[Photo labels with their boxes]
## begin
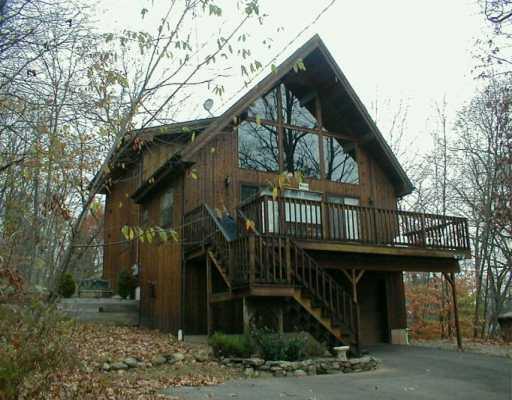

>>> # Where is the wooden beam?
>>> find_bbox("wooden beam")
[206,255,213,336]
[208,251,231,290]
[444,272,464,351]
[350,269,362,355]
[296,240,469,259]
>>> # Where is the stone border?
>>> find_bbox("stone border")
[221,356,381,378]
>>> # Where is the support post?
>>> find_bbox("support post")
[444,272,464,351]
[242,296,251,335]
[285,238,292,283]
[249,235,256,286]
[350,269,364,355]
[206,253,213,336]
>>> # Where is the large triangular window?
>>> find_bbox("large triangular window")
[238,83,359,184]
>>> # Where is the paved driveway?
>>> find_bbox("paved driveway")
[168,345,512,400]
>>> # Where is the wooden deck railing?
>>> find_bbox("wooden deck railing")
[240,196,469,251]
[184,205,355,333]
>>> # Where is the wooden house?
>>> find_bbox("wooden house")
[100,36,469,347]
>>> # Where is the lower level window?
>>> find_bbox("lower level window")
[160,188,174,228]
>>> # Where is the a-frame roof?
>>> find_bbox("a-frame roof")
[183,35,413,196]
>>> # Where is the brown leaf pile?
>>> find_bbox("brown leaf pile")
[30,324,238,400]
## end
WHAT TO WORK ON:
Turn every line of the listing above into a numbered list, skipping blank lines and leaving out the pictures.

SOLUTION:
1. >>> # Where is the wooden beam?
2. >>> find_bbox("wooden beam")
3. [206,255,213,336]
4. [208,251,231,290]
5. [444,272,464,351]
6. [350,269,362,355]
7. [296,240,469,259]
8. >>> # Where is the stone border?
9. >>> find_bbox("stone border")
10. [221,356,381,378]
11. >>> # Where is the support post?
12. >>> find_bbox("support post")
13. [444,272,464,351]
14. [242,296,251,335]
15. [285,238,292,283]
16. [249,235,256,286]
17. [350,269,364,355]
18. [206,253,213,336]
19. >>> # Where is the large triangular window?
20. >>> find_bbox("large triangular window")
21. [238,83,359,184]
22. >>> # Where is the paved driveway?
23. >>> find_bbox("paved driveway")
24. [168,345,512,400]
25. >>> # Where is the wooden deck railing?
26. >>> find_bbox("wooden deck railing")
27. [240,196,469,251]
28. [184,205,355,333]
29. >>> # Where is the wooden house?
30. >>> find_bbox("wooden house")
31. [100,36,469,347]
32. >>> # Where is the lower level window?
33. >>> find_bbox("lower level window")
34. [160,188,174,228]
35. >>> # Where is the a-frame roof?
36. >>> find_bbox("a-frame roof")
37. [183,35,413,196]
38. >>> # Where is the brown leaf pile?
39. >>> find_bbox("brown leaf pile")
40. [30,324,238,400]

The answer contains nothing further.